RECORD EXTRACTS:

+--

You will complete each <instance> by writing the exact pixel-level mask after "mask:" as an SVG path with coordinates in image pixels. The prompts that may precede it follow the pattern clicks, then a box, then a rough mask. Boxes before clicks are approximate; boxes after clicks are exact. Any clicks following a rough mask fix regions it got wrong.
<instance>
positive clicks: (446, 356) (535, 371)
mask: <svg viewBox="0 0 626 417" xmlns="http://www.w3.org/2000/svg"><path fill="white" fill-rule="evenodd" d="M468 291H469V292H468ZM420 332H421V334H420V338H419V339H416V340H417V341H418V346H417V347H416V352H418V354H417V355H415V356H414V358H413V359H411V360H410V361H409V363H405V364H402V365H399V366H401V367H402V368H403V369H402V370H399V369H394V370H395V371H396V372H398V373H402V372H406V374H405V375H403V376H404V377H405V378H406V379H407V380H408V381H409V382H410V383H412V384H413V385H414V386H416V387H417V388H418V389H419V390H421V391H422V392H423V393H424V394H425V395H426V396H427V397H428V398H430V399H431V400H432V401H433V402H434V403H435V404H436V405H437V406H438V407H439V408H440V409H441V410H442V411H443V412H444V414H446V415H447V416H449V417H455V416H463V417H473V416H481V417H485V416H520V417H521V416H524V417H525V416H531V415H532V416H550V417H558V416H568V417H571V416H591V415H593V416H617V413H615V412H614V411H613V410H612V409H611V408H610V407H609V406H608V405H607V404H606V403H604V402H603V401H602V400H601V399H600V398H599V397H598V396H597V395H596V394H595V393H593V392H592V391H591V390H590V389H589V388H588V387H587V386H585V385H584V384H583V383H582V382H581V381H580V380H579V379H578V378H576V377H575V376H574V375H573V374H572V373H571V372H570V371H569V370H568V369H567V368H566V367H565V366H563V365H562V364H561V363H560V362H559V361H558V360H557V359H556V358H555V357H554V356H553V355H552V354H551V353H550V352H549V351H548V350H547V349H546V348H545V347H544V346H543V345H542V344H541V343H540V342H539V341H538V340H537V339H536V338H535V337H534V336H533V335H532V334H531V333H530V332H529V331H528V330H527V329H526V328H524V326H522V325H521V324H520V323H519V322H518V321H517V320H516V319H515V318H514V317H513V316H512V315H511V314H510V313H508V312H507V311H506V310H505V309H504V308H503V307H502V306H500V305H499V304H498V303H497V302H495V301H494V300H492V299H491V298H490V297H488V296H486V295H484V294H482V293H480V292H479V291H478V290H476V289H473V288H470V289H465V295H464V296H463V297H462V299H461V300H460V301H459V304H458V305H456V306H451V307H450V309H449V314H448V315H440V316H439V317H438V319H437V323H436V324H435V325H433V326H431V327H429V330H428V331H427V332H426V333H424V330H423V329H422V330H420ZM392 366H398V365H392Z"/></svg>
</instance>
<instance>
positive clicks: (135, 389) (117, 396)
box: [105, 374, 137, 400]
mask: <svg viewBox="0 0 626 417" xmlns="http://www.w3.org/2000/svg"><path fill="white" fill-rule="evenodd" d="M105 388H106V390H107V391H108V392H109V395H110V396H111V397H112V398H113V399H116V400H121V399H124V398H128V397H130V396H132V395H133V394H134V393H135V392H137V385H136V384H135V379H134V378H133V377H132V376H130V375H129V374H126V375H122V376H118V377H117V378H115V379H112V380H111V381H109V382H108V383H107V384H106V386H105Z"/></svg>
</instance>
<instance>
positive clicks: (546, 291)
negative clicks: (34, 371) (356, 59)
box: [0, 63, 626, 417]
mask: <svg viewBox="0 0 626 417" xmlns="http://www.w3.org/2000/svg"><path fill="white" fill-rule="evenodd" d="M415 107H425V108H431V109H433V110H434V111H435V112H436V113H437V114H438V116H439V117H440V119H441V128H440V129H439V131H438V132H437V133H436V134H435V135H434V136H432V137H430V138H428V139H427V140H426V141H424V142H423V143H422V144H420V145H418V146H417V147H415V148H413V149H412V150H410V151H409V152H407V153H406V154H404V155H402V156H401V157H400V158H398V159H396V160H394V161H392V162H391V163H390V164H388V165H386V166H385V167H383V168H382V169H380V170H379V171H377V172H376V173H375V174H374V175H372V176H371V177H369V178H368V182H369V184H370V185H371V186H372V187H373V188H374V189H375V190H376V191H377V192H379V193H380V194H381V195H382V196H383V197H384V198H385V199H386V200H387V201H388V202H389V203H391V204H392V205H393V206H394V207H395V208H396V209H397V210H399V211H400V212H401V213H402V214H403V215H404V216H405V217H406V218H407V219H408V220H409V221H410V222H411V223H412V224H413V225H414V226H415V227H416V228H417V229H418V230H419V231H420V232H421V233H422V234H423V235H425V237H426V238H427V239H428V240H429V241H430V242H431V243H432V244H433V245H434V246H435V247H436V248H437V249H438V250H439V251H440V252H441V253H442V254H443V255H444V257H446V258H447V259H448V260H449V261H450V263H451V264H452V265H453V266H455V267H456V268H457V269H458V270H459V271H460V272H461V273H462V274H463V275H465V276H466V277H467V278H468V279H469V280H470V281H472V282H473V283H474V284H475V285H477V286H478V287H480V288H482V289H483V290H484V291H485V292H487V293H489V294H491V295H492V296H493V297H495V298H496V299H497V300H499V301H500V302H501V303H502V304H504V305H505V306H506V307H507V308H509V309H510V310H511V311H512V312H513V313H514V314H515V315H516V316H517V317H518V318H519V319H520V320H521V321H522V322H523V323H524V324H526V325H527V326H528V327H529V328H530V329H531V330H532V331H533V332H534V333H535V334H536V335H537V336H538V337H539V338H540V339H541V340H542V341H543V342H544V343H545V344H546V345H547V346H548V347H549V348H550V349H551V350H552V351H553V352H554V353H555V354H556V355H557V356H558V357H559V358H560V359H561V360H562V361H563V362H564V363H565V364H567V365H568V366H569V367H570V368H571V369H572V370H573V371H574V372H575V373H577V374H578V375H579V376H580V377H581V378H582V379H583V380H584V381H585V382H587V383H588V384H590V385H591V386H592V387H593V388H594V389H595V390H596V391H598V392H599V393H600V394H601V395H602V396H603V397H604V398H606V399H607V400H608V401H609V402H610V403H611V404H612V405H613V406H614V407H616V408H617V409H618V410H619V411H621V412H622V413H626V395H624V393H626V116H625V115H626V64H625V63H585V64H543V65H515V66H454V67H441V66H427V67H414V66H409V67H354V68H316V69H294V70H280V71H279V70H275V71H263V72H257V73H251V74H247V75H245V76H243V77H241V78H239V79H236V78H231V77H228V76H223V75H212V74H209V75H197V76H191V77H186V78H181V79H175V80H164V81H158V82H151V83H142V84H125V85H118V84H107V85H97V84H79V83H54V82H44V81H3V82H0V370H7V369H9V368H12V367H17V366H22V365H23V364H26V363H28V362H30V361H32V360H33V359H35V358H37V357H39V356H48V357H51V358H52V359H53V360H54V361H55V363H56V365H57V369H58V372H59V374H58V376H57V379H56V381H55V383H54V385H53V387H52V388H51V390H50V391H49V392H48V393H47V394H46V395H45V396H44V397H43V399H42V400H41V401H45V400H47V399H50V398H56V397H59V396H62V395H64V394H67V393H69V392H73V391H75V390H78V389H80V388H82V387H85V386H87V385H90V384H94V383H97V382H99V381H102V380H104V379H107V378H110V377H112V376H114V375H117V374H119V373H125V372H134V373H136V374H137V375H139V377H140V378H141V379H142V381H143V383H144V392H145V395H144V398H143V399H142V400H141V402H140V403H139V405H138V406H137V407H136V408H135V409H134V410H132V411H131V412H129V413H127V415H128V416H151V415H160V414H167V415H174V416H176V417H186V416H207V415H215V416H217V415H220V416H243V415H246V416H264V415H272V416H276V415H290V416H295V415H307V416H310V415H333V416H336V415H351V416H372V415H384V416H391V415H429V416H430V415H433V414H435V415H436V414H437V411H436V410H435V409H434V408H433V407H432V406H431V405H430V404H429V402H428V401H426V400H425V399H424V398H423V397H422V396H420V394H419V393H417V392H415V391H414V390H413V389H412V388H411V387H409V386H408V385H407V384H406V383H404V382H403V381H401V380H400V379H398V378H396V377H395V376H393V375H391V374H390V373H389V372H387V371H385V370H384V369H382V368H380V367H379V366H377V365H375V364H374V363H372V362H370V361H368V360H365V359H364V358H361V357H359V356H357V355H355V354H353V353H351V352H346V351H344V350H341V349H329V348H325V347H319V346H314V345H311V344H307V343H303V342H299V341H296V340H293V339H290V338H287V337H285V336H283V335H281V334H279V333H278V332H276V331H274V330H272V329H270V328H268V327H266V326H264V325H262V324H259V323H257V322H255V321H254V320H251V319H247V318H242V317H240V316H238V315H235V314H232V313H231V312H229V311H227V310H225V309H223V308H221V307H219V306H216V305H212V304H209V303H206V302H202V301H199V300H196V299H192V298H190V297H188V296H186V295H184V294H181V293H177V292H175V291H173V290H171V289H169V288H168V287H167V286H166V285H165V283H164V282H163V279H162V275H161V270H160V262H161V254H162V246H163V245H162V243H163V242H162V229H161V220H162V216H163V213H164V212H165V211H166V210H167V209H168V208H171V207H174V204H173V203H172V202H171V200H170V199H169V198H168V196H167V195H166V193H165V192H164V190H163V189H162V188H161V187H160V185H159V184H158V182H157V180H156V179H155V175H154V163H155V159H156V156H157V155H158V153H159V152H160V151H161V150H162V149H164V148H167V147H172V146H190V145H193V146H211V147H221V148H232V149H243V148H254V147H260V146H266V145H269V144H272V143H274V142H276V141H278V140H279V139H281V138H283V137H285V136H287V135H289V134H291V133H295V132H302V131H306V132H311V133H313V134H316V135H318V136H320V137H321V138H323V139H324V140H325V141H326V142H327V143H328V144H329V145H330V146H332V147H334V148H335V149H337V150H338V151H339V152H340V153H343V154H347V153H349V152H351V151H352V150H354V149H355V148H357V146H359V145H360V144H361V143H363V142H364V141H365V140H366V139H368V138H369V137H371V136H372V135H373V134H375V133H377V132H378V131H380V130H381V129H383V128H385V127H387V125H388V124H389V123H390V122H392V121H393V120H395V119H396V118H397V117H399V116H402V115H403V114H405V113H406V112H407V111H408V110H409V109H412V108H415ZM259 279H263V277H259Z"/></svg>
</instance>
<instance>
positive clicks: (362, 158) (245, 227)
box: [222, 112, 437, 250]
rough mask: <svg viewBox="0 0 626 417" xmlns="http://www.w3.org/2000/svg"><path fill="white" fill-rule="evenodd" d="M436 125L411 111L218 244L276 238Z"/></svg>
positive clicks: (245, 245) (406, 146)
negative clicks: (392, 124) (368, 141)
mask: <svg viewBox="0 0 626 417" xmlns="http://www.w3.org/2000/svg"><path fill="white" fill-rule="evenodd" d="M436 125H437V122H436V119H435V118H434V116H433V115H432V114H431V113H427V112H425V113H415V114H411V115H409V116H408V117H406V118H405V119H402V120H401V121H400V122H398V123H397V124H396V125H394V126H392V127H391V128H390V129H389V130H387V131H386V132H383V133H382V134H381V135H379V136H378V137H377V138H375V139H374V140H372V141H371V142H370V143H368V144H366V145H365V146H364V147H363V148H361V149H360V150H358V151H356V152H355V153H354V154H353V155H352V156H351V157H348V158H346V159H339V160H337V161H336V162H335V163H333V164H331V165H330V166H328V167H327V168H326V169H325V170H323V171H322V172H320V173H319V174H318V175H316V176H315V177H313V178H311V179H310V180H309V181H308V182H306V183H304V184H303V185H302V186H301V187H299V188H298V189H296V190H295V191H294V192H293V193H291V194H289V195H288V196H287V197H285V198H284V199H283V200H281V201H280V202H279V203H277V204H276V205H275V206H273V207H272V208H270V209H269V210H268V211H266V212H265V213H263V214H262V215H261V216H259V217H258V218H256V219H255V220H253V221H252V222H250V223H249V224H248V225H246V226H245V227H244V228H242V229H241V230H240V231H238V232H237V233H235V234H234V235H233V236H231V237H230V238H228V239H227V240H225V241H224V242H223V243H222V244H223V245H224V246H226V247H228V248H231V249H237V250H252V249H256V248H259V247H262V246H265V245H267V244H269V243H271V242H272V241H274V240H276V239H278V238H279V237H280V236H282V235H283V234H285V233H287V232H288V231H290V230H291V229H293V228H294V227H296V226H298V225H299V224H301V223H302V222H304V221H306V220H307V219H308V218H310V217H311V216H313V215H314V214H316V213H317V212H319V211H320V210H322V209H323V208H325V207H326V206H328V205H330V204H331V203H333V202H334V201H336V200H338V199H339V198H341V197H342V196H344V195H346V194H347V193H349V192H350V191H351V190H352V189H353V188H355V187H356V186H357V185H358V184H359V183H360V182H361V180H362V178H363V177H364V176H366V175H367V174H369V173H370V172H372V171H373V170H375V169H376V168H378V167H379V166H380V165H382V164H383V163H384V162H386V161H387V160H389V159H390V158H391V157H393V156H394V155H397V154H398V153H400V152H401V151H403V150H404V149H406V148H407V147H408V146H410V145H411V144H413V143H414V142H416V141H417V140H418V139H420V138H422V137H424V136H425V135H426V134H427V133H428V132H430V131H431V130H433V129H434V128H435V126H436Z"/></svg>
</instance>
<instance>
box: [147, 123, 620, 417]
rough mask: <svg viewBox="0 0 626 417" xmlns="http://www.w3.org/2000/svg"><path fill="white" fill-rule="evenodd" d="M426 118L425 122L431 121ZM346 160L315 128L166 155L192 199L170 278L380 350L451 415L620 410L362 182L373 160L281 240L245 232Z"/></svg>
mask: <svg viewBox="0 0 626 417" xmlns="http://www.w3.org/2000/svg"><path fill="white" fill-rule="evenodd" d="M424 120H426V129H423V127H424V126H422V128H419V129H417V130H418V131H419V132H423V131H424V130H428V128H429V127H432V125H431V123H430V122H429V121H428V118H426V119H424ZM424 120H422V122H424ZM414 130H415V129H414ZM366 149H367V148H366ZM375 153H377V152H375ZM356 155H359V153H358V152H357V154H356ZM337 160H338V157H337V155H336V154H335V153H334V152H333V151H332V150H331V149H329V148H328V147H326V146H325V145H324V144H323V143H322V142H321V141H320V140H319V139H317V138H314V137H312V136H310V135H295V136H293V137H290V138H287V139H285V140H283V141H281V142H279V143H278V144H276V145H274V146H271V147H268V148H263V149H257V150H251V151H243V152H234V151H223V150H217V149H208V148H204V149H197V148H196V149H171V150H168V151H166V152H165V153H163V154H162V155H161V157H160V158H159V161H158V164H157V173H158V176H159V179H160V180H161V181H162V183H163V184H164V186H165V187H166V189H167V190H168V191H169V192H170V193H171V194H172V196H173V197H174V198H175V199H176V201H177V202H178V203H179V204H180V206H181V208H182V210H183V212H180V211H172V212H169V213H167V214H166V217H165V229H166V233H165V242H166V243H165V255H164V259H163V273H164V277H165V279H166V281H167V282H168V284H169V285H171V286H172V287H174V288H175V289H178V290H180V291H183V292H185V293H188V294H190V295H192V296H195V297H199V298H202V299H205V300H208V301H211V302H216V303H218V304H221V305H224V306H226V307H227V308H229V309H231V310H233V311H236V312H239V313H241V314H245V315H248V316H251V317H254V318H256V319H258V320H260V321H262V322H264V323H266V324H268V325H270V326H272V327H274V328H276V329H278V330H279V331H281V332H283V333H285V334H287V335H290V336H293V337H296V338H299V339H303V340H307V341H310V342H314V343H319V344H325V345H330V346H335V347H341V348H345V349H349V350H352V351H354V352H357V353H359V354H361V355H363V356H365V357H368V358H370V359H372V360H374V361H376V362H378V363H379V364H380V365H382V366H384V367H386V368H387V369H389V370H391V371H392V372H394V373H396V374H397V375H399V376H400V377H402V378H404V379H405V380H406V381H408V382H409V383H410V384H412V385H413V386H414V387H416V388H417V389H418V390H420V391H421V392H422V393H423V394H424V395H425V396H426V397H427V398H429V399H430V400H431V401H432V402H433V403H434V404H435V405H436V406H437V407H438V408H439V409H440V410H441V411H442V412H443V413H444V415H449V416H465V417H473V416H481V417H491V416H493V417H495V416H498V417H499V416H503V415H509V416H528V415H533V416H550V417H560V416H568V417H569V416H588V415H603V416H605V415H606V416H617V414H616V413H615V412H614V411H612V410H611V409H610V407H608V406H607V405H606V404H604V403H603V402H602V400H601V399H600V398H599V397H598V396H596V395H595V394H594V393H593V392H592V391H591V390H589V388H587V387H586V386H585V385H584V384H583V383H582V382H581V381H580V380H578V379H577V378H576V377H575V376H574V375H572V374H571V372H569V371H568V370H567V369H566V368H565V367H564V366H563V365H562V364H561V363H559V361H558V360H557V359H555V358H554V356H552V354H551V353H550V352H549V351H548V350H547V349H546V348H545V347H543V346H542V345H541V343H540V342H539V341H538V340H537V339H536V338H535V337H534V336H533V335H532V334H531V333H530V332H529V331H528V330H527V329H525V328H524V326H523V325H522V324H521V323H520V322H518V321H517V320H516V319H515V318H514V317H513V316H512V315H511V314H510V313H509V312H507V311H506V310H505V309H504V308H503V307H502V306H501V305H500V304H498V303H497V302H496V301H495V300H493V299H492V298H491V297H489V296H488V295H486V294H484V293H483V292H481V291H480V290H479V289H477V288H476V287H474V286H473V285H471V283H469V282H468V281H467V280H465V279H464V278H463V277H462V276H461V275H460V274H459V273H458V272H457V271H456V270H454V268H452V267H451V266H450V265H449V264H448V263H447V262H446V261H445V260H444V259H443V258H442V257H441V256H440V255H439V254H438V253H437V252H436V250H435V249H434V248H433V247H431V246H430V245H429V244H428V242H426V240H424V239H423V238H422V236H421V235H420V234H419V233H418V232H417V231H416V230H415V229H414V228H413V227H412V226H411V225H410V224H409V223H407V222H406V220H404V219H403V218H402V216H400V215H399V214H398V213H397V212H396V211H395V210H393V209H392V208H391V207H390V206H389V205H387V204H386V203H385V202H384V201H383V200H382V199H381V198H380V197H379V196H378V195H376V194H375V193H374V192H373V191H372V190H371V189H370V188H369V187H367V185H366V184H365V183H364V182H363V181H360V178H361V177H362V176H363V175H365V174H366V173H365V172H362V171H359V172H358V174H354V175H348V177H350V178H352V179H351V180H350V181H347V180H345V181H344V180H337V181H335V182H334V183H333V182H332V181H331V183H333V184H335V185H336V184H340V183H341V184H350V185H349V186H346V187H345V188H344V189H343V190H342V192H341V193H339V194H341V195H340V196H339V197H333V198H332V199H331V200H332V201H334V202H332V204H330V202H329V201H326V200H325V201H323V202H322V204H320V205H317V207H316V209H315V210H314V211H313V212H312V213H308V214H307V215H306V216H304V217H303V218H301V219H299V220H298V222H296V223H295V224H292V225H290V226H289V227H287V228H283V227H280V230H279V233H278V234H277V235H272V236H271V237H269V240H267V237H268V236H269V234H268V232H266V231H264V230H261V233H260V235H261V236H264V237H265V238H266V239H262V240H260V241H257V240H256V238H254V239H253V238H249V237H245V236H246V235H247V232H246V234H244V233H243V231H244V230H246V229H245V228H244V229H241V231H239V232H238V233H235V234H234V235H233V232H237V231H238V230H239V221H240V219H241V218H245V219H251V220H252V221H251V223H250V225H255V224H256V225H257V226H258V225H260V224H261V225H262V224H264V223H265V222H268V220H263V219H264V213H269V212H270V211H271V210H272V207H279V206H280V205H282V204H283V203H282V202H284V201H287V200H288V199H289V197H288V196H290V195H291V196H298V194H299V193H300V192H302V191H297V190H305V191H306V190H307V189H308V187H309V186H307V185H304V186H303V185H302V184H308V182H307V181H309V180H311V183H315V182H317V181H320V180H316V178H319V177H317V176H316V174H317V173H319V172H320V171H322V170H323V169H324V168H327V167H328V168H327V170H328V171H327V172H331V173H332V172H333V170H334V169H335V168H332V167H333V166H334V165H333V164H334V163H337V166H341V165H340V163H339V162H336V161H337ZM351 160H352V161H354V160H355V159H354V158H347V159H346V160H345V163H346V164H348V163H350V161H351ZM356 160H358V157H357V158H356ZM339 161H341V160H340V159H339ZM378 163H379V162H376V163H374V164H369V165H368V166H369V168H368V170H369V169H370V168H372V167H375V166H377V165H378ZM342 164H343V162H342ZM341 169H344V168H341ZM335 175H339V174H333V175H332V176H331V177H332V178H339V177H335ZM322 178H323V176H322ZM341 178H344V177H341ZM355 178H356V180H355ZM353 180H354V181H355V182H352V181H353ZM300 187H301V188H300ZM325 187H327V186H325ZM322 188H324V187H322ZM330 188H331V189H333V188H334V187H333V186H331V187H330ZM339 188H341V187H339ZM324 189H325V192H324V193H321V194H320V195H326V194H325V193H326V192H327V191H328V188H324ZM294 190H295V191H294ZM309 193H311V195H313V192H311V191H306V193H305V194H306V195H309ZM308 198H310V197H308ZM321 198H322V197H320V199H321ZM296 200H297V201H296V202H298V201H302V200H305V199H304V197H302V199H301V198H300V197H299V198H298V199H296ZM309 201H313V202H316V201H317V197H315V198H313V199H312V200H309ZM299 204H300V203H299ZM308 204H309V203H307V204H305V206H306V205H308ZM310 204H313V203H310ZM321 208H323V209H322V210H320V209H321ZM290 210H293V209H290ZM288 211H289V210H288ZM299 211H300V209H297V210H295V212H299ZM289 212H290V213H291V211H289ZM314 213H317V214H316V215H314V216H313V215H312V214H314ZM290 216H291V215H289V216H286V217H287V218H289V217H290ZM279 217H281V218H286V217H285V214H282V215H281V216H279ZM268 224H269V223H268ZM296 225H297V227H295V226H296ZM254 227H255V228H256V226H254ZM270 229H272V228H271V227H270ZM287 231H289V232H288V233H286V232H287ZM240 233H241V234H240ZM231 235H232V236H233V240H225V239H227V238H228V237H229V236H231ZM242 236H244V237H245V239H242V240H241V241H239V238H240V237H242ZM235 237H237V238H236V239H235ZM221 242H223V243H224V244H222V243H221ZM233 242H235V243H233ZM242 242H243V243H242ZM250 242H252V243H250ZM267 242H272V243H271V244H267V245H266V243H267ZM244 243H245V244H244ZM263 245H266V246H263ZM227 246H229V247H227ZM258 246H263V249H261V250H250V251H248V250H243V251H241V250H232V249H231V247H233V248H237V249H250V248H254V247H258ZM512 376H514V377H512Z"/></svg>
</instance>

+--

WHAT YOU SHOULD DO:
Your task is to find every line above containing the word "positive" and copy it.

SOLUTION FOR THIS EXERCISE:
positive clicks: (446, 356) (535, 371)
positive clicks: (135, 389) (117, 396)
positive clicks: (546, 291)
positive clicks: (362, 158) (245, 227)
positive clicks: (245, 245) (406, 146)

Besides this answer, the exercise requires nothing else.